Exercise description
Extend the encyclopedia article on the journal Molecular & Cellular Proteomics, picking up after its final sentence.

Molecular & Cellular Proteomics
- Discipline: Proteomics
- Language: English
- Edited by: Alma L. Burlingame

Publication details
- History: 2002–present
- Publisher: American Society for Biochemistry and Molecular Biology (United States)
- Frequency: Monthly
- Open access: Delayed, after 12 months
- Impact factor: 7.381 (2021)

Standard abbreviations
- ISO 4: Mol. Cell. Proteom.
- NLM: Mol Cell Proteomics

Indexing
- ISSN: 1535-9476 (print) 1535-9484 (web)
- LCCN: 2001213374
- OCLC no.: 47250252

Links
- Journal homepage; Online access; Online archive;

= Molecular & Cellular Proteomics =

Molecular & Cellular Proteomics is a monthly peer-reviewed scientific journal established in 2002 and published by the American Society for Biochemistry and Molecular Biology. It covers research on structural and functional properties of proteins, especially with regard to development.

==Scope & history==
The journal also publishes other content such as "HUPO views", which are reports from the Human Proteome Organization (HUPO), proceedings from HUPO meetings, and the proceedings of the International Symposium On Mass Spectrometry In The Life Sciences.

Data shown
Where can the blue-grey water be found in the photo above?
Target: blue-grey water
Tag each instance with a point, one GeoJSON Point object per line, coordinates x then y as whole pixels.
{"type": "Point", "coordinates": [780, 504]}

Solved problem
As of January 2010, the journal is published online only and no longer available in print. The editor-in-chief is A.L. Burlingame. All articles are available free 1 year after publication. In press articles are available free on its website immediately after acceptance.

== Abstracting and indexing ==
The journal is abstracted and indexed, for example, in:

- Medline
- PubMed
- Index Medicus
- Science Citation Index
- Current Contents - Life Sciences
- Scopus
- BIOSIS Previews
- Science Citation Index Expanded
- Chemical Abstracts Service

According to the Journal Citation Reports, the journal has a 2023 impact factor of 6.1.